▶ **Problem description**
Please revise the part of the items that opens with the line containing "In this photo, where can the orange" and closes with the line containing "pixel 312 135", replacing "orange beak" with "yellow beak" and leaving all else unchanged. Return only those lines.

▶ **Input material**

········

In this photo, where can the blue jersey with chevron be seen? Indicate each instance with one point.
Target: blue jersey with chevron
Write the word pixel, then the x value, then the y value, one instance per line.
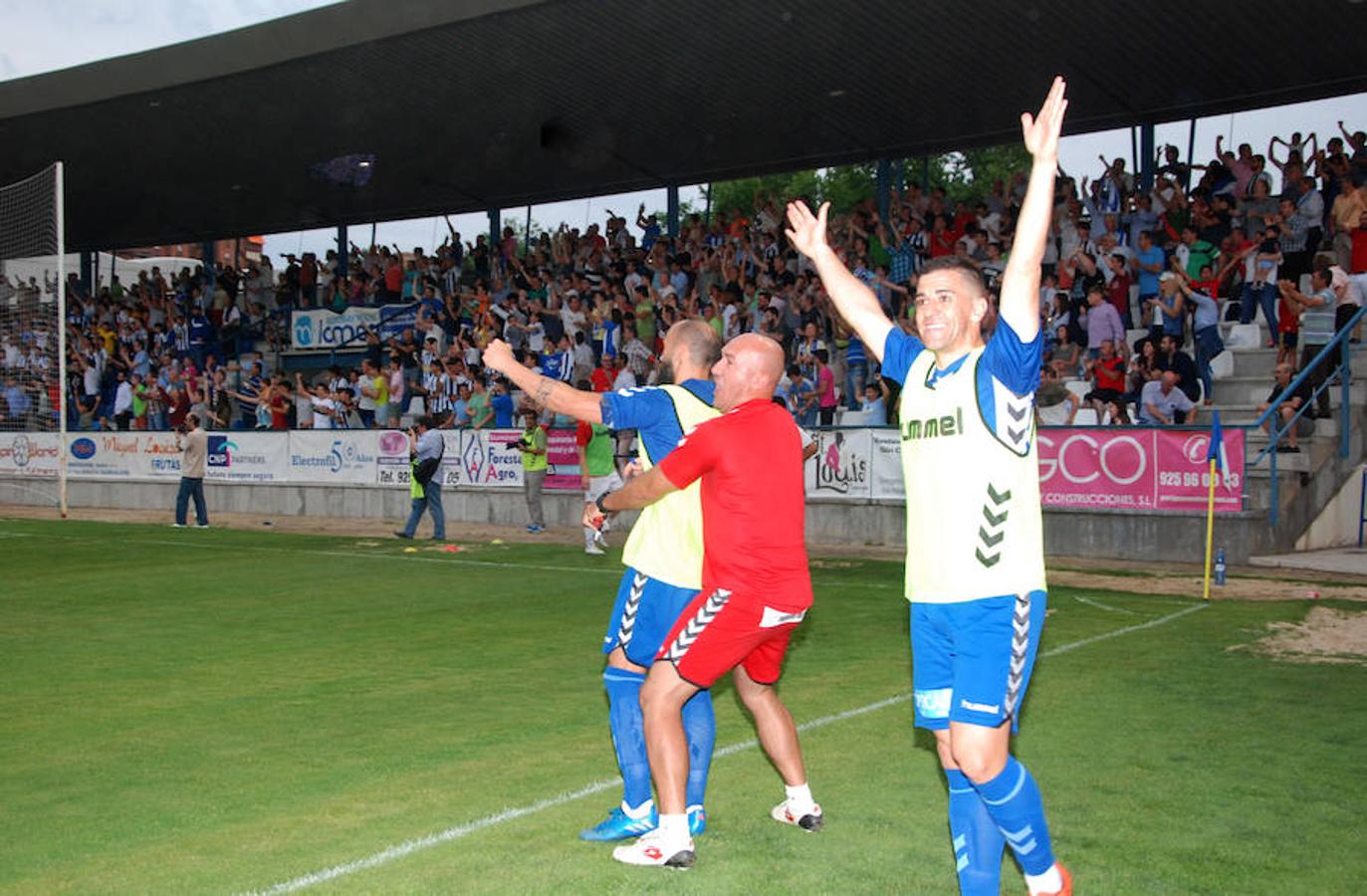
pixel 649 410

········

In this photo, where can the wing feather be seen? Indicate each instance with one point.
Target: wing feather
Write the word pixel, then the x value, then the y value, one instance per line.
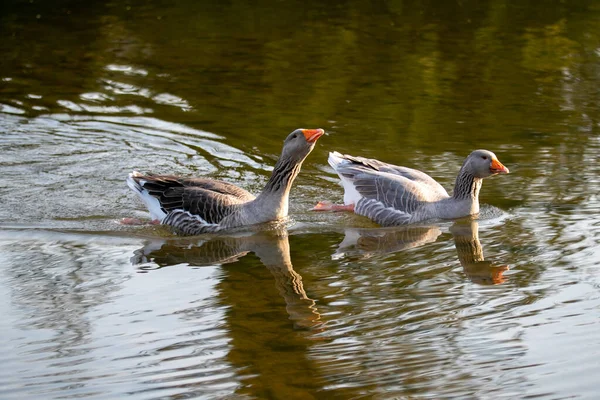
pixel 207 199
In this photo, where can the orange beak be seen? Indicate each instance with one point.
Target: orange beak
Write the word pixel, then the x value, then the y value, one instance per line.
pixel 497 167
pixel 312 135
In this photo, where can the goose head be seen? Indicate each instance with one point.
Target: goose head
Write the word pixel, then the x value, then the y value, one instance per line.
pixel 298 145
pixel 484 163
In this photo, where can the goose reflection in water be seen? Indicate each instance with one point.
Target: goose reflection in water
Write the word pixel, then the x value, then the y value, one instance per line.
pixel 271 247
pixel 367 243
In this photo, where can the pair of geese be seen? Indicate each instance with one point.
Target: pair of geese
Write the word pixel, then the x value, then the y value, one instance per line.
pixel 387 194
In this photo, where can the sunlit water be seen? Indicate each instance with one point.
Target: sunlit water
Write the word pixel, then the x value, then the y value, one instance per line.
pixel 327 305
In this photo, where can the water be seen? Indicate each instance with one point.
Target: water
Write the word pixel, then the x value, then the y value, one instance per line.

········

▶ **Exercise response**
In this photo, where can the yellow beak be seen? Indicate each instance with one point.
Target: yellow beak
Write the word pixel, then the x value, then the y value, one instance per line.
pixel 497 167
pixel 312 135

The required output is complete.